* Start *

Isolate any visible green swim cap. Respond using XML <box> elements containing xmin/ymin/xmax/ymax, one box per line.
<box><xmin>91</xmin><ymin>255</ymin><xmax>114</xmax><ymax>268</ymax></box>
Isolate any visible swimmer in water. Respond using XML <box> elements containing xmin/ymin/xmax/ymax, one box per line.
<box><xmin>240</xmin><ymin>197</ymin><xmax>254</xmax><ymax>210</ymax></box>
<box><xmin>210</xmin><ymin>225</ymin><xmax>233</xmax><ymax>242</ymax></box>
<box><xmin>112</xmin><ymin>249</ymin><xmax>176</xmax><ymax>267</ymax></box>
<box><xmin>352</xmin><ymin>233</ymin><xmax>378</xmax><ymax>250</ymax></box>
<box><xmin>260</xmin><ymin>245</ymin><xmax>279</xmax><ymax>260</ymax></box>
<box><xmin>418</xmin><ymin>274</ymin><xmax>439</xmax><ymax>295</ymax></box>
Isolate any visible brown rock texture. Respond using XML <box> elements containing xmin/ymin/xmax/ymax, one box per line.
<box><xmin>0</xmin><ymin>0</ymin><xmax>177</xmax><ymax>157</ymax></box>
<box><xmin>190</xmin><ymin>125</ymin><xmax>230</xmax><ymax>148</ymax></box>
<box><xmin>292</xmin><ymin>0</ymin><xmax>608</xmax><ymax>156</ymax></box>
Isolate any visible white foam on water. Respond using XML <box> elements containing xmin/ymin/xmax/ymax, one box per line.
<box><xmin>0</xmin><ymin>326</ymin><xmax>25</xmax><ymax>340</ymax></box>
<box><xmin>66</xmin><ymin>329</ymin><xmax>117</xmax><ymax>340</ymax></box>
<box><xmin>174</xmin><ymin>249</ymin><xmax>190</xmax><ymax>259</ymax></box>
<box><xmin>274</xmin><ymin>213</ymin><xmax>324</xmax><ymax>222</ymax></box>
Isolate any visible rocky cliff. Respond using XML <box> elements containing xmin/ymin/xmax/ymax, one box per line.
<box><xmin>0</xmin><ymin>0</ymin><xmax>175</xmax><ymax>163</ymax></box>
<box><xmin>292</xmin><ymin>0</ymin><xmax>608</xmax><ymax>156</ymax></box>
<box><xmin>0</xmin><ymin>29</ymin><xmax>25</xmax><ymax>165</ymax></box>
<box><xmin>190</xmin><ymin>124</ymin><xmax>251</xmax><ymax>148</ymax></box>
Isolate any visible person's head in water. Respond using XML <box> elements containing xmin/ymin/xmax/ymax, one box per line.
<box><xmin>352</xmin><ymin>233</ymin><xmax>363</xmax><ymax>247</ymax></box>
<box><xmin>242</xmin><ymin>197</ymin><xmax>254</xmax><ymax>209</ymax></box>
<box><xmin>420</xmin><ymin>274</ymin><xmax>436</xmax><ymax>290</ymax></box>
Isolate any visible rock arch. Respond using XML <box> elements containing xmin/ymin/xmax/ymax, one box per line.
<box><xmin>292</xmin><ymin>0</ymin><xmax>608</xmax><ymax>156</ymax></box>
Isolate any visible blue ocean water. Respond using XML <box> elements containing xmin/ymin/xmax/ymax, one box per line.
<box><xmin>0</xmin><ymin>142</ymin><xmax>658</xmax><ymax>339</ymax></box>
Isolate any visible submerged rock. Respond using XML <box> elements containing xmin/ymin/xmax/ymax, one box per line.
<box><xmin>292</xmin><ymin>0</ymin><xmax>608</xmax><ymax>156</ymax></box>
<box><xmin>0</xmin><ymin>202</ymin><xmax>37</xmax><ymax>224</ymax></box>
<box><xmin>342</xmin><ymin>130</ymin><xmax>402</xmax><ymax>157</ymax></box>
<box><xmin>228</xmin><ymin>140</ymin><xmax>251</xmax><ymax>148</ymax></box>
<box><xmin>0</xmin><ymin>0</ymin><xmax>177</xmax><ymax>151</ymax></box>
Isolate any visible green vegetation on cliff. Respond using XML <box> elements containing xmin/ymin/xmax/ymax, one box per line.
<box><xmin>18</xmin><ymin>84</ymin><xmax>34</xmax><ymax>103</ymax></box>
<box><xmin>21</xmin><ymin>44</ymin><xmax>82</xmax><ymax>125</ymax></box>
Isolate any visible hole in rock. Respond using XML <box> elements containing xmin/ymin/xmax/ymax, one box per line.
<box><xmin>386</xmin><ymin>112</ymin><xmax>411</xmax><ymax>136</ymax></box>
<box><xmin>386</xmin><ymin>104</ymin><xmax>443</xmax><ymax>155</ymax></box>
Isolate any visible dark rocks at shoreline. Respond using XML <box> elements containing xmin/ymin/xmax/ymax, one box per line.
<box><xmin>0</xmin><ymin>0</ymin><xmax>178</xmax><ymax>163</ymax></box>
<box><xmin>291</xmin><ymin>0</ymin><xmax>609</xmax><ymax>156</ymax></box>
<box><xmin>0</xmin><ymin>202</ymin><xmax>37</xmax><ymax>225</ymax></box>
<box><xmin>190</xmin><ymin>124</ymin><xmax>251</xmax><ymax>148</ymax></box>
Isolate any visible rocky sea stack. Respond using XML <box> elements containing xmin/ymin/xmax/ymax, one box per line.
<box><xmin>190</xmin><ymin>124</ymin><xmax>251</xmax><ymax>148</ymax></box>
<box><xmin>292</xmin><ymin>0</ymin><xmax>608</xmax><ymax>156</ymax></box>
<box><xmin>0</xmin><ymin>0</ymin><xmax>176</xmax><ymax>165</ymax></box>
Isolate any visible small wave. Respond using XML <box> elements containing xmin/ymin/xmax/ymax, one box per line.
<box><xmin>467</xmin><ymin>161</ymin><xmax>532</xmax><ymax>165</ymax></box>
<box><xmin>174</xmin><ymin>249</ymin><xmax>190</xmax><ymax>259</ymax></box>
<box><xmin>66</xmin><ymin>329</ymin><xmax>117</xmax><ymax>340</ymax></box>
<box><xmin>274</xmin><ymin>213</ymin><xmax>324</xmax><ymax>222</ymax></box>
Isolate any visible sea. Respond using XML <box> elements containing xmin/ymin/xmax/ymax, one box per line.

* End *

:: TASK TO COMPLETE ::
Render the data above as a numbered list, leaving out blank lines.

:: EXERCISE RESULT ::
1. Isolate any visible green swim cap. Respond using XML <box> elements containing xmin/ymin/xmax/ymax, one box per line.
2. <box><xmin>91</xmin><ymin>255</ymin><xmax>114</xmax><ymax>268</ymax></box>
3. Isolate any visible swimmer in water. Respond using XML <box> elements containing xmin/ymin/xmax/ymax, one box per line.
4. <box><xmin>240</xmin><ymin>197</ymin><xmax>254</xmax><ymax>210</ymax></box>
5. <box><xmin>210</xmin><ymin>225</ymin><xmax>233</xmax><ymax>242</ymax></box>
6. <box><xmin>112</xmin><ymin>249</ymin><xmax>176</xmax><ymax>267</ymax></box>
7. <box><xmin>352</xmin><ymin>233</ymin><xmax>378</xmax><ymax>250</ymax></box>
8. <box><xmin>260</xmin><ymin>245</ymin><xmax>279</xmax><ymax>260</ymax></box>
9. <box><xmin>418</xmin><ymin>274</ymin><xmax>439</xmax><ymax>295</ymax></box>
10. Isolate any visible brown rock texture. Respond using XML <box> elements containing xmin/ymin/xmax/ymax, one box per line.
11. <box><xmin>0</xmin><ymin>0</ymin><xmax>177</xmax><ymax>157</ymax></box>
12. <box><xmin>190</xmin><ymin>125</ymin><xmax>230</xmax><ymax>148</ymax></box>
13. <box><xmin>292</xmin><ymin>0</ymin><xmax>608</xmax><ymax>156</ymax></box>
14. Isolate any visible white foam on water. Respond using XML <box> elements containing xmin/ymin/xmax/ymax, one box per line.
15. <box><xmin>0</xmin><ymin>326</ymin><xmax>25</xmax><ymax>340</ymax></box>
16. <box><xmin>66</xmin><ymin>329</ymin><xmax>117</xmax><ymax>340</ymax></box>
17. <box><xmin>174</xmin><ymin>249</ymin><xmax>190</xmax><ymax>259</ymax></box>
18. <box><xmin>274</xmin><ymin>213</ymin><xmax>324</xmax><ymax>222</ymax></box>
19. Isolate any visible rocky cliff. Respond using XML <box> elements containing xmin/ymin/xmax/ymax, one box per line.
20. <box><xmin>0</xmin><ymin>0</ymin><xmax>175</xmax><ymax>163</ymax></box>
21. <box><xmin>292</xmin><ymin>0</ymin><xmax>608</xmax><ymax>156</ymax></box>
22. <box><xmin>0</xmin><ymin>29</ymin><xmax>25</xmax><ymax>165</ymax></box>
23. <box><xmin>190</xmin><ymin>124</ymin><xmax>251</xmax><ymax>148</ymax></box>
24. Isolate any visible person's head in water. Respond using XML <box> elements containing xmin/ymin/xmax/ymax, one box per line.
25. <box><xmin>352</xmin><ymin>233</ymin><xmax>363</xmax><ymax>247</ymax></box>
26. <box><xmin>242</xmin><ymin>197</ymin><xmax>254</xmax><ymax>209</ymax></box>
27. <box><xmin>420</xmin><ymin>274</ymin><xmax>436</xmax><ymax>290</ymax></box>
28. Isolate any visible rock arch. Respond using XML <box> elements containing xmin/ymin/xmax/ymax, one box per line.
29. <box><xmin>292</xmin><ymin>0</ymin><xmax>608</xmax><ymax>156</ymax></box>
30. Isolate any visible blue ocean water. Respond using XML <box> elements containing xmin/ymin/xmax/ymax, one box per line.
31. <box><xmin>0</xmin><ymin>142</ymin><xmax>658</xmax><ymax>339</ymax></box>
32. Isolate any visible submerged rock. Respond using XML <box> elements containing xmin/ymin/xmax/ymax, one box per line.
33. <box><xmin>292</xmin><ymin>0</ymin><xmax>608</xmax><ymax>156</ymax></box>
34. <box><xmin>0</xmin><ymin>202</ymin><xmax>37</xmax><ymax>224</ymax></box>
35. <box><xmin>342</xmin><ymin>130</ymin><xmax>402</xmax><ymax>157</ymax></box>
36. <box><xmin>228</xmin><ymin>140</ymin><xmax>251</xmax><ymax>148</ymax></box>
37. <box><xmin>0</xmin><ymin>0</ymin><xmax>177</xmax><ymax>151</ymax></box>
38. Isolate any visible green vegetation on cliff. Respond using XML <box> elements containing xmin/ymin/xmax/ymax, one box per line.
39. <box><xmin>18</xmin><ymin>84</ymin><xmax>34</xmax><ymax>103</ymax></box>
40. <box><xmin>21</xmin><ymin>44</ymin><xmax>82</xmax><ymax>125</ymax></box>
41. Isolate any visible hole in rock. Respond using XML <box> elements containing xmin/ymin/xmax/ymax, one box per line.
42. <box><xmin>386</xmin><ymin>112</ymin><xmax>411</xmax><ymax>136</ymax></box>
43. <box><xmin>386</xmin><ymin>104</ymin><xmax>443</xmax><ymax>155</ymax></box>
44. Isolate any visible dark rocks at shoreline. Respond using XML <box> elements containing xmin/ymin/xmax/ymax, one box per line.
45. <box><xmin>0</xmin><ymin>0</ymin><xmax>178</xmax><ymax>163</ymax></box>
46. <box><xmin>291</xmin><ymin>0</ymin><xmax>609</xmax><ymax>156</ymax></box>
47. <box><xmin>0</xmin><ymin>202</ymin><xmax>37</xmax><ymax>225</ymax></box>
48. <box><xmin>190</xmin><ymin>124</ymin><xmax>251</xmax><ymax>148</ymax></box>
49. Isolate any visible rocky sea stack. Respond using XML <box> elements containing xmin/ymin/xmax/ymax, one box per line.
50. <box><xmin>190</xmin><ymin>124</ymin><xmax>251</xmax><ymax>148</ymax></box>
51. <box><xmin>292</xmin><ymin>0</ymin><xmax>608</xmax><ymax>156</ymax></box>
52. <box><xmin>0</xmin><ymin>0</ymin><xmax>176</xmax><ymax>165</ymax></box>
53. Isolate any visible small wave. Respond using XML <box> elements containing xmin/ymin/xmax/ymax, one box per line.
54. <box><xmin>467</xmin><ymin>161</ymin><xmax>532</xmax><ymax>165</ymax></box>
55. <box><xmin>174</xmin><ymin>249</ymin><xmax>190</xmax><ymax>259</ymax></box>
56. <box><xmin>66</xmin><ymin>329</ymin><xmax>117</xmax><ymax>340</ymax></box>
57. <box><xmin>274</xmin><ymin>213</ymin><xmax>324</xmax><ymax>222</ymax></box>
58. Isolate any visible sea. Respond using XML <box> elements containing xmin/ymin/xmax/ymax, one box per line.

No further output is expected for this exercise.